■ Direction
Lay out the lines of the listing below as a Markdown table with the columns "No." and "Line," numbering each row and leaving out blank lines.

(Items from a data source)
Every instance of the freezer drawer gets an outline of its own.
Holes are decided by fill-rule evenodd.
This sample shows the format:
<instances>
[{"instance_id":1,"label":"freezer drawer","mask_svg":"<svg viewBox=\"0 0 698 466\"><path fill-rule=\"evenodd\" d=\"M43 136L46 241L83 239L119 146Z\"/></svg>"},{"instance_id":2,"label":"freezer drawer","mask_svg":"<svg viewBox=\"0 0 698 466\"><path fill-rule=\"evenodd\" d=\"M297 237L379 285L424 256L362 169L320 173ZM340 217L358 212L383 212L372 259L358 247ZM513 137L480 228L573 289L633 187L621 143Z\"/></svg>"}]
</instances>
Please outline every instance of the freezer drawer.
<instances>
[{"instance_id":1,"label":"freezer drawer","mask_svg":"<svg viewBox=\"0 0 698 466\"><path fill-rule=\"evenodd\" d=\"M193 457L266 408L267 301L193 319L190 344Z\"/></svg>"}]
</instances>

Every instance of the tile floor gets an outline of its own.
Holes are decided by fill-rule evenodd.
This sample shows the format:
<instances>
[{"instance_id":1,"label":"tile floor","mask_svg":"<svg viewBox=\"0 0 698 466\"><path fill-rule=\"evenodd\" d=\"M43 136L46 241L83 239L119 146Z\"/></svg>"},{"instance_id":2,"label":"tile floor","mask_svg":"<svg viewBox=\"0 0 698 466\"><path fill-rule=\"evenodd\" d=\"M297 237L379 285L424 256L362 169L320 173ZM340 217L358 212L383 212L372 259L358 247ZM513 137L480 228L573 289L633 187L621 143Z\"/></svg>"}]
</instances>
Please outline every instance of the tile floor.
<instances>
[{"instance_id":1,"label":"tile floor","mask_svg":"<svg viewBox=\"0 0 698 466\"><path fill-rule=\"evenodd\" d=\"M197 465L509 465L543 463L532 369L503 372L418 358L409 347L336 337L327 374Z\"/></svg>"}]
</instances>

■ Task answer
| No. | Line |
|---|---|
| 1 | Every instance of the freezer drawer gets an outline of its own. |
| 2 | Holes are decided by fill-rule evenodd. |
| 3 | This sample shows the format: |
| 4 | <instances> |
| 5 | [{"instance_id":1,"label":"freezer drawer","mask_svg":"<svg viewBox=\"0 0 698 466\"><path fill-rule=\"evenodd\" d=\"M43 136L46 241L83 239L119 146Z\"/></svg>"},{"instance_id":2,"label":"freezer drawer","mask_svg":"<svg viewBox=\"0 0 698 466\"><path fill-rule=\"evenodd\" d=\"M297 237L379 285L424 256L362 169L320 173ZM340 217L358 212L383 212L372 259L358 247ZM513 137L480 228L573 289L633 187L621 143Z\"/></svg>"}] |
| 6 | </instances> |
| 7 | Please outline every instance of the freezer drawer. |
| 8 | <instances> |
| 9 | [{"instance_id":1,"label":"freezer drawer","mask_svg":"<svg viewBox=\"0 0 698 466\"><path fill-rule=\"evenodd\" d=\"M193 457L266 408L267 301L193 319L190 344Z\"/></svg>"}] |
| 10 | </instances> |
| 11 | Every instance of the tile floor gets an outline of its own. |
| 12 | Holes are decided by fill-rule evenodd. |
| 13 | This sample shows the format: |
| 14 | <instances> |
| 15 | [{"instance_id":1,"label":"tile floor","mask_svg":"<svg viewBox=\"0 0 698 466\"><path fill-rule=\"evenodd\" d=\"M43 136L46 241L83 239L119 146Z\"/></svg>"},{"instance_id":2,"label":"tile floor","mask_svg":"<svg viewBox=\"0 0 698 466\"><path fill-rule=\"evenodd\" d=\"M297 237L379 285L424 256L362 169L320 173ZM340 217L358 212L383 212L372 259L358 247ZM513 137L480 228L573 289L633 187L621 143Z\"/></svg>"}] |
| 16 | </instances> |
| 17 | Please outline every instance of the tile floor. |
| 18 | <instances> |
| 19 | [{"instance_id":1,"label":"tile floor","mask_svg":"<svg viewBox=\"0 0 698 466\"><path fill-rule=\"evenodd\" d=\"M197 465L509 465L543 463L532 369L503 372L418 358L409 347L336 337L327 374Z\"/></svg>"}] |
| 20 | </instances> |